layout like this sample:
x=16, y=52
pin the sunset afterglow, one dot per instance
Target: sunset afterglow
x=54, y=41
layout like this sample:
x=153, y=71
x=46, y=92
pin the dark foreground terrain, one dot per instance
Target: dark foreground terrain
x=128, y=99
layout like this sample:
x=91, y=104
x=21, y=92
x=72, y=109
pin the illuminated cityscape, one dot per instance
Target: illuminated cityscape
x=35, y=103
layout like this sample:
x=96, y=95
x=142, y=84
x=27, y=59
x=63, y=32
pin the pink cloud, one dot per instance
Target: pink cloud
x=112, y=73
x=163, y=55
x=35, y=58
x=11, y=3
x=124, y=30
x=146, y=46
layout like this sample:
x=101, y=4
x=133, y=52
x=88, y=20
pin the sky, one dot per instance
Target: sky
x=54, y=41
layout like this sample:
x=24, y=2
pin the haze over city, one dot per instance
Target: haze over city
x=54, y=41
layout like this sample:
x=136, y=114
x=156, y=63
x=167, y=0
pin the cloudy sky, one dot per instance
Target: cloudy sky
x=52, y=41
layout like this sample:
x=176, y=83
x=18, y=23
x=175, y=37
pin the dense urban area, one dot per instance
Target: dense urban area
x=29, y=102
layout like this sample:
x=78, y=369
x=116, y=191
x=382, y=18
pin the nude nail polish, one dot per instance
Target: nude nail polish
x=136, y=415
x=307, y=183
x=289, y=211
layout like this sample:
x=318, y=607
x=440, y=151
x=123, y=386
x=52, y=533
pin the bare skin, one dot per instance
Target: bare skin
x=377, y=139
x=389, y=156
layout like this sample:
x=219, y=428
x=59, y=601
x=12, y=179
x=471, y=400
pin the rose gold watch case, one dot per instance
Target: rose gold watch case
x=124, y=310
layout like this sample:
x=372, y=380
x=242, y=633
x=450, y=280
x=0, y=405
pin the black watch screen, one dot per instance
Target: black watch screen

......

Start to finish, copy the records above with no differences.

layout like this sample:
x=16, y=52
pin the sunset afterglow, one dot per instance
Target: sunset afterglow
x=54, y=41
layout like this sample:
x=153, y=71
x=46, y=92
pin the dark foreground terrain, one dot per instance
Target: dark foreground terrain
x=128, y=99
layout like this sample:
x=91, y=104
x=21, y=92
x=72, y=109
pin the illuminated cityscape, one dot per instance
Target: illuminated cityscape
x=35, y=103
layout like this sample:
x=96, y=95
x=142, y=84
x=27, y=59
x=63, y=32
pin the pink cloud, one dot per instance
Target: pink cloud
x=112, y=73
x=163, y=55
x=35, y=58
x=11, y=3
x=124, y=30
x=146, y=46
layout like this sample:
x=101, y=4
x=133, y=52
x=88, y=20
pin the sky, one dot per instance
Target: sky
x=54, y=41
layout like this sample:
x=24, y=2
pin the haze over city, one dot per instance
Target: haze over city
x=54, y=41
layout like this sample:
x=136, y=114
x=156, y=63
x=167, y=0
pin the cloudy sky, one dot per instance
Target: cloudy sky
x=52, y=41
layout like this sample:
x=176, y=83
x=18, y=23
x=175, y=37
pin the dense urban area, one dot per instance
Target: dense urban area
x=29, y=102
layout like this sample:
x=78, y=369
x=116, y=191
x=382, y=18
pin the nude nail polish, one dot per instance
Target: nude nail polish
x=136, y=415
x=307, y=183
x=289, y=211
layout like this sample:
x=318, y=607
x=440, y=151
x=123, y=386
x=52, y=533
pin the bare skin, one dot per instance
Target: bare skin
x=377, y=139
x=389, y=156
layout like this sample:
x=219, y=428
x=59, y=601
x=12, y=179
x=471, y=400
pin the rose gold watch case, one dot per instance
Target: rose gold watch case
x=124, y=310
layout like this sample:
x=372, y=380
x=242, y=633
x=450, y=280
x=0, y=405
pin the black watch screen, one dot per instance
Target: black watch screen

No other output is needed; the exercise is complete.